Put every nonblank line of the rows below into a Markdown table with two columns, "No." for the line number and "Line" for the line itself.
━━━ DATA ROWS ━━━
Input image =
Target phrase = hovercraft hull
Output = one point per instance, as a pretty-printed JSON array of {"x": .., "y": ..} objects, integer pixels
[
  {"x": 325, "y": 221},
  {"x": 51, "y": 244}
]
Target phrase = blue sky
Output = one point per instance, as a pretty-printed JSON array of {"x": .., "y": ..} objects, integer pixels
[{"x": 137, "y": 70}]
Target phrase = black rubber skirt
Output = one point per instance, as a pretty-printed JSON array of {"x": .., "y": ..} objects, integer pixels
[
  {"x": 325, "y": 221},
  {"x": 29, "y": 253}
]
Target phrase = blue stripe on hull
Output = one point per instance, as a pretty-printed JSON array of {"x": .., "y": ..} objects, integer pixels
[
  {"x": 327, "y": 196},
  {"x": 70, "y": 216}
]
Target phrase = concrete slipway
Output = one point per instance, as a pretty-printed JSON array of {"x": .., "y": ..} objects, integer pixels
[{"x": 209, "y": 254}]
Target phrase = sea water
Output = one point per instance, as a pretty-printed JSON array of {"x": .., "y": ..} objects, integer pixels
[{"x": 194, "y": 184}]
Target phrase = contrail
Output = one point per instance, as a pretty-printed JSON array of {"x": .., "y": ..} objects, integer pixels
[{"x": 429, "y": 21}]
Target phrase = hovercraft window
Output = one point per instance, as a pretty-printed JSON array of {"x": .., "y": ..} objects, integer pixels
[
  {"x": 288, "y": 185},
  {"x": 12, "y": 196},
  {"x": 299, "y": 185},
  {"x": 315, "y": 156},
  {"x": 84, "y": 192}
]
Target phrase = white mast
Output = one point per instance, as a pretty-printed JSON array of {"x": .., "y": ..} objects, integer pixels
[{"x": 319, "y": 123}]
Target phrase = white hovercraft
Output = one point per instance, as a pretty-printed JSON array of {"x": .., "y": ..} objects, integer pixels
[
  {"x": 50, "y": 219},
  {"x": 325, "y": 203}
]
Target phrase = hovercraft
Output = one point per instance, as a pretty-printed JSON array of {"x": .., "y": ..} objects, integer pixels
━━━
FULL OUTPUT
| No. | Line |
|---|---|
| 1 | Input image = |
| 2 | Target phrase = hovercraft hull |
| 3 | Output = one point per instance, as a pretty-printed JSON array of {"x": .., "y": ..} objects, integer pixels |
| 4 | [ |
| 5 |   {"x": 325, "y": 221}, |
| 6 |   {"x": 51, "y": 244} |
| 7 | ] |
| 8 | Target phrase = blue sky |
| 9 | Output = one point per instance, as a pretty-printed JSON array of {"x": .., "y": ..} objects, integer pixels |
| 10 | [{"x": 137, "y": 70}] |
| 11 | Target phrase = black rubber skirt |
| 12 | Output = one point per instance, as a pretty-printed JSON array of {"x": .., "y": ..} objects, integer pixels |
| 13 | [ |
| 14 |   {"x": 325, "y": 221}, |
| 15 |   {"x": 29, "y": 253} |
| 16 | ] |
| 17 | Target phrase = blue stripe on hull |
| 18 | Output = one point per instance, as a pretty-printed JSON array of {"x": .., "y": ..} objects, integer pixels |
| 19 | [ |
| 20 |   {"x": 327, "y": 196}, |
| 21 |   {"x": 70, "y": 216} |
| 22 | ] |
| 23 | Target phrase = concrete slipway |
| 24 | Output = one point per instance, as a pretty-printed JSON array of {"x": .., "y": ..} objects, integer pixels |
| 25 | [{"x": 209, "y": 254}] |
| 26 | Target phrase = sea water |
| 27 | Output = one point per instance, as a pretty-printed JSON array of {"x": .., "y": ..} objects, integer pixels |
| 28 | [{"x": 194, "y": 184}] |
| 29 | Target phrase = contrail |
| 30 | Output = one point per instance, as a pretty-printed JSON array of {"x": .., "y": ..} objects, integer pixels |
| 31 | [{"x": 429, "y": 21}] |
| 32 | Target phrase = hovercraft window |
| 33 | Output = one point per instance, as a pretty-printed JSON array of {"x": .., "y": ..} objects, integer pixels |
| 34 | [ |
| 35 |   {"x": 288, "y": 185}, |
| 36 |   {"x": 12, "y": 196}, |
| 37 |   {"x": 299, "y": 185}, |
| 38 |   {"x": 315, "y": 156}, |
| 39 |   {"x": 84, "y": 192} |
| 40 | ] |
| 41 | Target phrase = white mast |
| 42 | Output = one point per instance, as a pretty-printed JSON array of {"x": .., "y": ..} objects, integer pixels |
| 43 | [{"x": 319, "y": 123}] |
| 44 | Target phrase = white hovercraft |
| 45 | Output = one point per instance, as a pretty-printed JSON array of {"x": .., "y": ..} objects, integer pixels |
| 46 | [ |
| 47 |   {"x": 50, "y": 219}, |
| 48 |   {"x": 325, "y": 203} |
| 49 | ] |
| 50 | Target phrase = hovercraft |
| 51 | Output = one point per instance, as a pretty-printed JSON array of {"x": .., "y": ..} objects, integer pixels |